═════ ТЕКСТ ДЛЯ ЧТЕНИЯ ═════

В разные годы создаются «программы-ловушки» в Принстоне и Колумбийском университете – «Специальная программа в области гуманитарных наук» и «Цикл гуманитарных наук» соответственно, программа по истории сознания Калифорнийского университета интегрировала социальные, гуманитарные и естественные науки и т. д.[193] В этом процессе «меж» и «мета» дисциплинарного характера поучаствовали фактически все ведущие университеты, реализуя различные версии стимулирования и запуска критического мышления на основе интегрированного гуманитарного метода.
Поиск и экспериментирование в этом (меж и мета предметном) поле продолжаются и в настоящее время. Замечу только, что, по моему субъективному ощущению, общее количество таких видимых попыток уступает в своем масштабе событиям столетней давности, хотя общее число образовательных и учебных институций возросло кратно. Впрочем, что не исключено, это аберрация личной оптики наблюдения. Хотелось бы на это надеяться[194].
2.3. Академические свободы. Для чего?
Пока социальная организация была очень проста, однообразна и одинакова, достаточно было слепой традиции, как животному достаточно инстинкта. На этом этапе мысль и свобода совести бесполезны и даже опасны, потому что они могут нарушать традицию. Вот почему они изгоняются.
Наши самые плодотворные инновации состоят чаще всего в том, что мы отливаем новые идеи в старых формах, которые достаточно частично изменить, чтобы привести их в гармонию с новым содержанием.
Начиная критический анализ и понятия, и феномена, стоящего в заглавии этого эссе, не очень хочется стартовать со стандартного для таких случаев первичного структурирования смыслов и значений. Сама идея свободы предполагает, скорее, эмоциональную и цельную – почти интуитивную – реакцию, которая влечет за собой зачастую непредсказуемые последствия, вплоть до отказа от первичного намерения рационализировать это исключительно редкое состояние и ощущение.
Редкое и труднодостижимое, поскольку требует напряженной внутренней работы. В том смысле, что свободы не бывает в естественном, так сказать, натуральном виде. Ее обманчивая очевидность напоминает мне рефлексивный вопрос, заданный одним из моих учителей своим коллегам и самому себе на одной из первых конференций по искусственному интеллекту: «Коллеги, – спросил он, забравшись на трибуну, – а где вы, собственно, видели естественный интеллект?» Конференция, кстати говоря, на этом благополучно и завершилась – в связи с необъятностью и трансцендентной непостижимостью понятия. Нет, там, конечно, продолжались доклады и даже случился фуршет, как мне рассказывали. Но на самом деле все было кончено: все были подавлены масштабом вопроса, на который никто не был готов ответить.
Тот самый учитель потом пояснил мне, что выход у него и остальных его коллег был один: дискутируя о предмете, надо его делать. В его смысле и ситуации – это значит мыслить, что, конечно, для нормального человека есть состояние не естественное, а совершенно искусственное. И достаточно редкое.

═════

▶ **ЗАДАНИЕ A**: Повторите без единого изменения все строки блока 1.
Текст и строки взяты из разных источников.

═════ ИСХОДНЫЕ СТРОКИ ═════

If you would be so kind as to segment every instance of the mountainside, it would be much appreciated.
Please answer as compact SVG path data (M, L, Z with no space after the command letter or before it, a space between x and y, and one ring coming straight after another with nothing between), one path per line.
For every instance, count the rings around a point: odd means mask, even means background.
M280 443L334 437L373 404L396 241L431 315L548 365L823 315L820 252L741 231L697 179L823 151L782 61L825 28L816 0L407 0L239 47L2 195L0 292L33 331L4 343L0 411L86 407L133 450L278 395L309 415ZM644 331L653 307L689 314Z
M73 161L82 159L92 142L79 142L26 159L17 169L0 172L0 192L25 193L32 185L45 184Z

═════

▶ **ЗАДАНИЕ B**: Какой вопрос, согласно тексту об академических свободах, учитель задал коллегам на одной из первых конференций по искусственному интеллекту?

▶ **ОТВЕТ A**:
If you would be so kind as to segment every instance of the mountainside, it would be much appreciated.
Please answer as compact SVG path data (M, L, Z with no space after the command letter or before it, a space between x and y, and one ring coming straight after another with nothing between), one path per line.
For every instance, count the rings around a point: odd means mask, even means background.
M280 443L334 437L373 404L396 241L431 315L548 365L823 315L820 252L741 231L697 179L823 151L782 61L825 28L816 0L407 0L239 47L2 195L0 292L33 331L4 343L0 411L86 407L133 450L278 395L309 415ZM644 331L653 307L689 314Z
M73 161L82 159L92 142L79 142L26 159L17 169L0 172L0 192L25 193L32 185L45 184Z

▶ **ОТВЕТ B**: Он спросил, где они, собственно, видели естественный интеллект.